START Task material
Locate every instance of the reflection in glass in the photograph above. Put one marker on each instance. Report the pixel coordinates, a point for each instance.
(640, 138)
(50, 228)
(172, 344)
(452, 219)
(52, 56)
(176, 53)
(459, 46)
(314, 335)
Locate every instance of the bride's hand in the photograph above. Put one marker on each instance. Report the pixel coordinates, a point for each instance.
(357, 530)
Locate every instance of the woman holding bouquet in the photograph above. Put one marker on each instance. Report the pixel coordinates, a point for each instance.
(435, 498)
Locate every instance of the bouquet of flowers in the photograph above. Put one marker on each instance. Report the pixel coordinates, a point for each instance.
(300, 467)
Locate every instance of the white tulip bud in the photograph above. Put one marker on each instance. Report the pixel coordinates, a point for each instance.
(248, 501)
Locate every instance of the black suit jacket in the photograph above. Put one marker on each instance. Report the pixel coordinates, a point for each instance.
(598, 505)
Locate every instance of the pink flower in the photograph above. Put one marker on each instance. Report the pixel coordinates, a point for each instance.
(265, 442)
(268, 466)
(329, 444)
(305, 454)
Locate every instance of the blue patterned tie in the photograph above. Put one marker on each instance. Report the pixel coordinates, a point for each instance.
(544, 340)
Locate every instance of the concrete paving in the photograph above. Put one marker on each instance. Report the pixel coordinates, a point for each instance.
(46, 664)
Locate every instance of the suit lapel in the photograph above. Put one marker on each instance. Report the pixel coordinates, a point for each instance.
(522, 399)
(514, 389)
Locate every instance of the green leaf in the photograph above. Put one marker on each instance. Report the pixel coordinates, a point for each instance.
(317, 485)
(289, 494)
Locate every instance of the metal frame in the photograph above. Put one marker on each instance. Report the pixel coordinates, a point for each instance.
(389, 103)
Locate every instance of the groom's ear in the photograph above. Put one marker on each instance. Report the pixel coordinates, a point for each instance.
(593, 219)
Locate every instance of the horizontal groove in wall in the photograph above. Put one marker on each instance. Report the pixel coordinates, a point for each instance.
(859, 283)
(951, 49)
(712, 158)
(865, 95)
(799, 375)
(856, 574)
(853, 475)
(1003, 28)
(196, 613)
END Task material
Exercise prompt:
Each record is to be retyped exactly as it appears.

Answer to the problem:
Locate every instance of the reflection in glass in the photograph above. Put one marker on each instance. Report the pixel coordinates, a point for each instance.
(640, 138)
(50, 228)
(172, 344)
(452, 219)
(52, 56)
(176, 53)
(459, 46)
(314, 335)
Locate every instance of the bride's hand in the photograph above. Put one marker on each instance. Report the pixel coordinates, a point for each instance.
(357, 530)
Locate every instance of the woman holding bouquet in the photograph above. Put one marker on each instance. Report the pixel coordinates, a point for each instance.
(435, 498)
Locate every instance of the bouquet of flowers in the photograph above. Put one marker on each instance. Report the pixel coordinates, a point for each instance.
(300, 467)
Locate every instance of the white tulip bud in the photograph above. Put one marker on each instance. Report the pixel coordinates, a point for each instance.
(248, 501)
Locate every instance of the black suit jacket in the photograph above. Put one marker on each instance. Report the pixel coordinates, a point for each instance.
(598, 505)
Locate every instance of the pink flower in the photograph above. Put one marker on each instance. Report the pixel coordinates, a point for each instance.
(265, 442)
(268, 466)
(329, 444)
(305, 454)
Locate every instance of the blue patterned tie in the photograph above. Put one marker on each instance. Report the pixel coordinates, a point for each instance.
(544, 340)
Locate every instance of the concrete paving in the photograph above. Put one marker on each instance. Report the pixel coordinates, a point for each instance.
(46, 664)
Locate every instance of the suit lapel in the photograph above. Put one marker on each instance. Report the pixel coordinates, a point for each instance.
(522, 399)
(514, 389)
Locate every instance of the green leaf in the photograph above. Put one marker on each instance. Report the pixel coordinates, a point for each instance.
(317, 485)
(289, 494)
Locate every instance of the metal frame in the photograph above. Put one marker on each instance. Report the pixel coordinates, a point for each instance.
(389, 103)
Locate every instance of the groom's ear in the photograph above. Put one marker on each instance. Report the pixel coordinates, a point for each instance.
(593, 219)
Locate every instance of the horizontal groove in wall in the photograph above. Put one marker on each instance. Report the pixel coordinates, a point for each instance.
(859, 283)
(951, 49)
(712, 158)
(865, 95)
(799, 375)
(856, 574)
(853, 475)
(1003, 28)
(196, 613)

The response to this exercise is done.